**Work to be completed:**
Copy again the lines from the one containing "Could you point at the silver" through the end of the records below, requests included, adding 145 to every x and y coordinate in the answers. Leave out the pictures.

**Given information:**
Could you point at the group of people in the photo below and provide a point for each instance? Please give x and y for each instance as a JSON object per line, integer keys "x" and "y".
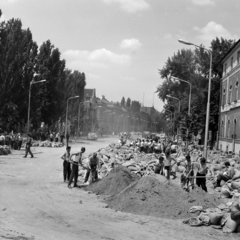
{"x": 168, "y": 165}
{"x": 14, "y": 141}
{"x": 71, "y": 166}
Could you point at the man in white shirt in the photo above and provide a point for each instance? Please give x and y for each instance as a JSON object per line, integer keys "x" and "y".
{"x": 77, "y": 161}
{"x": 2, "y": 139}
{"x": 66, "y": 164}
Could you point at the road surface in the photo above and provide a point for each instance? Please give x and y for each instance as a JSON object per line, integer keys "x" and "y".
{"x": 35, "y": 203}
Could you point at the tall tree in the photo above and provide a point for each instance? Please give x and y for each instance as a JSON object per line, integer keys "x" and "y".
{"x": 128, "y": 104}
{"x": 17, "y": 64}
{"x": 135, "y": 106}
{"x": 193, "y": 66}
{"x": 123, "y": 102}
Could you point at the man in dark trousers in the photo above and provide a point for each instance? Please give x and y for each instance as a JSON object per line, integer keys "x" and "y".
{"x": 28, "y": 148}
{"x": 66, "y": 164}
{"x": 77, "y": 161}
{"x": 92, "y": 168}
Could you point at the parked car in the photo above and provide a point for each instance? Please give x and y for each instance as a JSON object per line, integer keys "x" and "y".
{"x": 92, "y": 136}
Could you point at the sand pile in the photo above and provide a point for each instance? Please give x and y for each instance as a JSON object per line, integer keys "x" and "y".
{"x": 149, "y": 196}
{"x": 117, "y": 180}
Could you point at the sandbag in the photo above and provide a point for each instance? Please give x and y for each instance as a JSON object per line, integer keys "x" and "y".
{"x": 215, "y": 217}
{"x": 235, "y": 185}
{"x": 133, "y": 168}
{"x": 230, "y": 226}
{"x": 129, "y": 163}
{"x": 225, "y": 192}
{"x": 180, "y": 169}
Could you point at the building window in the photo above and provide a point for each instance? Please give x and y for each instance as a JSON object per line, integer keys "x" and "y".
{"x": 222, "y": 131}
{"x": 234, "y": 130}
{"x": 228, "y": 130}
{"x": 224, "y": 97}
{"x": 230, "y": 94}
{"x": 236, "y": 88}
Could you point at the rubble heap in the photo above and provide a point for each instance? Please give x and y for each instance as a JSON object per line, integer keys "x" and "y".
{"x": 149, "y": 196}
{"x": 117, "y": 180}
{"x": 5, "y": 150}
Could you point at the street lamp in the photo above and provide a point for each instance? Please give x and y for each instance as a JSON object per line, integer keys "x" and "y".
{"x": 93, "y": 129}
{"x": 179, "y": 106}
{"x": 171, "y": 118}
{"x": 118, "y": 122}
{"x": 190, "y": 92}
{"x": 209, "y": 93}
{"x": 29, "y": 99}
{"x": 124, "y": 125}
{"x": 67, "y": 118}
{"x": 109, "y": 119}
{"x": 79, "y": 115}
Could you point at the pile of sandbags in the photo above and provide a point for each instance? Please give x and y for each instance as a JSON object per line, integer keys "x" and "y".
{"x": 225, "y": 216}
{"x": 4, "y": 150}
{"x": 46, "y": 144}
{"x": 115, "y": 155}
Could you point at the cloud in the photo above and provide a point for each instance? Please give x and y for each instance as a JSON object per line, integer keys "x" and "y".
{"x": 129, "y": 79}
{"x": 3, "y": 18}
{"x": 8, "y": 1}
{"x": 132, "y": 44}
{"x": 131, "y": 6}
{"x": 213, "y": 30}
{"x": 203, "y": 2}
{"x": 99, "y": 58}
{"x": 168, "y": 36}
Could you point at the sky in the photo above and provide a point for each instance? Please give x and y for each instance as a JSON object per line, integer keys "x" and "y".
{"x": 121, "y": 44}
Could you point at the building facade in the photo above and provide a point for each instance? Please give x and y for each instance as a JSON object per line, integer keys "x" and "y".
{"x": 229, "y": 121}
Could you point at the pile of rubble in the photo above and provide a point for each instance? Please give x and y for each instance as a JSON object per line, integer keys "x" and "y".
{"x": 224, "y": 216}
{"x": 139, "y": 163}
{"x": 4, "y": 150}
{"x": 130, "y": 185}
{"x": 44, "y": 144}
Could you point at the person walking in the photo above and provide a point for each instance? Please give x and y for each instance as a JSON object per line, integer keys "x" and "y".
{"x": 201, "y": 174}
{"x": 94, "y": 163}
{"x": 19, "y": 141}
{"x": 167, "y": 164}
{"x": 188, "y": 174}
{"x": 66, "y": 164}
{"x": 77, "y": 161}
{"x": 28, "y": 148}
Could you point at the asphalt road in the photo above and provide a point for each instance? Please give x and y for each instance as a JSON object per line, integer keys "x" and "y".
{"x": 35, "y": 203}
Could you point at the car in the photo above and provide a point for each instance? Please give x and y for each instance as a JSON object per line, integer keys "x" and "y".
{"x": 92, "y": 136}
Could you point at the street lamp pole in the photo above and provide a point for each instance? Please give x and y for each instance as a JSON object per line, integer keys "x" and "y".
{"x": 118, "y": 122}
{"x": 29, "y": 99}
{"x": 67, "y": 118}
{"x": 179, "y": 106}
{"x": 124, "y": 125}
{"x": 79, "y": 116}
{"x": 190, "y": 93}
{"x": 209, "y": 94}
{"x": 171, "y": 118}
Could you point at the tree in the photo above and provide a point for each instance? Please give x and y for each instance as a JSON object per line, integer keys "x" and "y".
{"x": 128, "y": 104}
{"x": 135, "y": 106}
{"x": 17, "y": 64}
{"x": 123, "y": 102}
{"x": 193, "y": 66}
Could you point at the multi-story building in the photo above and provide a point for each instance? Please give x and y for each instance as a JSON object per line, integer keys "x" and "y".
{"x": 229, "y": 121}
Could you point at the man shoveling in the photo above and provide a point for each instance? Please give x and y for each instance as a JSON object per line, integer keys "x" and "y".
{"x": 93, "y": 164}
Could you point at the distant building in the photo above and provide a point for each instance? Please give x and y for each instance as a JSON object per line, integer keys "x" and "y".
{"x": 229, "y": 122}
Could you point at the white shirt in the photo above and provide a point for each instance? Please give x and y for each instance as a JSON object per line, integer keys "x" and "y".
{"x": 2, "y": 138}
{"x": 78, "y": 157}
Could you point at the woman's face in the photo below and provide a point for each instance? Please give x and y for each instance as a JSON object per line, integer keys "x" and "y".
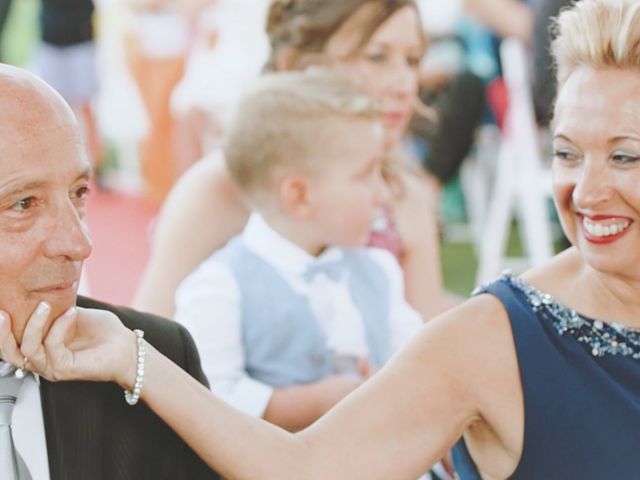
{"x": 386, "y": 67}
{"x": 596, "y": 167}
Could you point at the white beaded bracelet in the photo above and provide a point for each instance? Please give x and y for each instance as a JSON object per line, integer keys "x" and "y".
{"x": 133, "y": 396}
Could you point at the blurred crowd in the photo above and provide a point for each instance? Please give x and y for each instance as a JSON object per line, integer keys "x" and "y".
{"x": 156, "y": 85}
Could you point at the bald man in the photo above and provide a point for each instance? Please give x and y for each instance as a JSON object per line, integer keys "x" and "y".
{"x": 70, "y": 430}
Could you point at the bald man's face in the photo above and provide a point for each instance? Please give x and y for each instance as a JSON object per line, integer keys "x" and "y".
{"x": 44, "y": 178}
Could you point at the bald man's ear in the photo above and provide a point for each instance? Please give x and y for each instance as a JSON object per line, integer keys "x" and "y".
{"x": 294, "y": 198}
{"x": 286, "y": 59}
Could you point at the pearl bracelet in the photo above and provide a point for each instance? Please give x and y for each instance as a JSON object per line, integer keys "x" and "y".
{"x": 133, "y": 396}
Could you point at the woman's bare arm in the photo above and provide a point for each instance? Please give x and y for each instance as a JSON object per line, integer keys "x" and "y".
{"x": 204, "y": 210}
{"x": 395, "y": 426}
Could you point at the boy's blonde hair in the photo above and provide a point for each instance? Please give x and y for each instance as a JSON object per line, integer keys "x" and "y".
{"x": 283, "y": 120}
{"x": 597, "y": 33}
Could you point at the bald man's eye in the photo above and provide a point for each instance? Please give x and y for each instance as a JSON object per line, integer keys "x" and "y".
{"x": 24, "y": 204}
{"x": 82, "y": 192}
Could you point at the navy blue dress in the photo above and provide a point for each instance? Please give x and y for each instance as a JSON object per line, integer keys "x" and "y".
{"x": 581, "y": 386}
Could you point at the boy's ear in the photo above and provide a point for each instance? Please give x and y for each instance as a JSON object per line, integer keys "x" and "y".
{"x": 294, "y": 196}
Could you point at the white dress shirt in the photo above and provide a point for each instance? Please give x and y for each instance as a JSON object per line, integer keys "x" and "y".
{"x": 27, "y": 427}
{"x": 208, "y": 304}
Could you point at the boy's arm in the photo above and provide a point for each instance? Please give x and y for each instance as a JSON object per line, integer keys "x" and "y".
{"x": 404, "y": 320}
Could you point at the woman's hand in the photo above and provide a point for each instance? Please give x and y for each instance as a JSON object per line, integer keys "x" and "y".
{"x": 82, "y": 344}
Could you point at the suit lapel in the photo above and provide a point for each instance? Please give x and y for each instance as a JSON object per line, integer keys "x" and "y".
{"x": 73, "y": 415}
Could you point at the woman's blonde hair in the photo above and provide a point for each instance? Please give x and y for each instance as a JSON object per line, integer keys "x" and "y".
{"x": 597, "y": 33}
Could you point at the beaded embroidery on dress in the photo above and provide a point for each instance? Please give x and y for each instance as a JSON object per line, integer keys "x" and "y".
{"x": 598, "y": 337}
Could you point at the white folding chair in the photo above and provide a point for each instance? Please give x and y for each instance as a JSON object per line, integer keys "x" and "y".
{"x": 521, "y": 184}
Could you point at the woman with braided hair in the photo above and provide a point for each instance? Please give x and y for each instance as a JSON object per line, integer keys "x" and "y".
{"x": 376, "y": 43}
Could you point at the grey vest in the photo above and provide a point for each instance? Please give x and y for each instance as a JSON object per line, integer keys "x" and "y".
{"x": 284, "y": 345}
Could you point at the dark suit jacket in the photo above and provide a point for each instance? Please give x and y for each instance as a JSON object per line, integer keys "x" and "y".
{"x": 93, "y": 434}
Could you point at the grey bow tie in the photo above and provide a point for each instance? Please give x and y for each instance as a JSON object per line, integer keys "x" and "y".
{"x": 12, "y": 467}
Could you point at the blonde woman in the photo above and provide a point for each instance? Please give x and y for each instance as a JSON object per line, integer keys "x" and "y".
{"x": 538, "y": 374}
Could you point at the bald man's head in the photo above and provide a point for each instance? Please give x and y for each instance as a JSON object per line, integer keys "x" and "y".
{"x": 28, "y": 104}
{"x": 44, "y": 177}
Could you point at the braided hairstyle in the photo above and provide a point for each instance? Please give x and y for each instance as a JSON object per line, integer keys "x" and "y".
{"x": 302, "y": 28}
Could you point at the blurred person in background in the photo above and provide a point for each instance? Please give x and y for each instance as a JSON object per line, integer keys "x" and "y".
{"x": 66, "y": 59}
{"x": 379, "y": 45}
{"x": 229, "y": 50}
{"x": 158, "y": 46}
{"x": 537, "y": 377}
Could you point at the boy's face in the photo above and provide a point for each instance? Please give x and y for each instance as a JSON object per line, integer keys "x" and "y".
{"x": 347, "y": 190}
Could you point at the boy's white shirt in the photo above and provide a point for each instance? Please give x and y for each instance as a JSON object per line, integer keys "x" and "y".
{"x": 208, "y": 305}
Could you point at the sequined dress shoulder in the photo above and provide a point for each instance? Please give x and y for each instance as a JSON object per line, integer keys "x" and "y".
{"x": 581, "y": 387}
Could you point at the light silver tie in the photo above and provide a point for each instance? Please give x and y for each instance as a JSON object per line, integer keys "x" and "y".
{"x": 12, "y": 467}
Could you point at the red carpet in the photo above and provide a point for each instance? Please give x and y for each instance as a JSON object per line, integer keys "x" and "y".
{"x": 119, "y": 226}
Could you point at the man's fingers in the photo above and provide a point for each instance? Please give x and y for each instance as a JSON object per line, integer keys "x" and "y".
{"x": 9, "y": 350}
{"x": 34, "y": 332}
{"x": 61, "y": 330}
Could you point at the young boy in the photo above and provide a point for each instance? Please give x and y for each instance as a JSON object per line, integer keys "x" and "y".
{"x": 296, "y": 312}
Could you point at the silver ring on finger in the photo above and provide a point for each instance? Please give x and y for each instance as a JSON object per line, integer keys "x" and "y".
{"x": 20, "y": 372}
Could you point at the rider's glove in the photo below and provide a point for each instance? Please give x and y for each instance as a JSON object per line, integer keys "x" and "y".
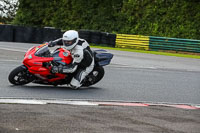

**Solved exercise:**
Could you point at the silver ring on finger in the photo above and provide a point for each instance? Please give x and y for each instance as a JSON object per line, integer keys "x" and "y".
{"x": 165, "y": 517}
Could you point at the rider's glove in the photo below and provide a point for each instance? Please give x and y for each instance as a JSON object per line, integer keys "x" and "y".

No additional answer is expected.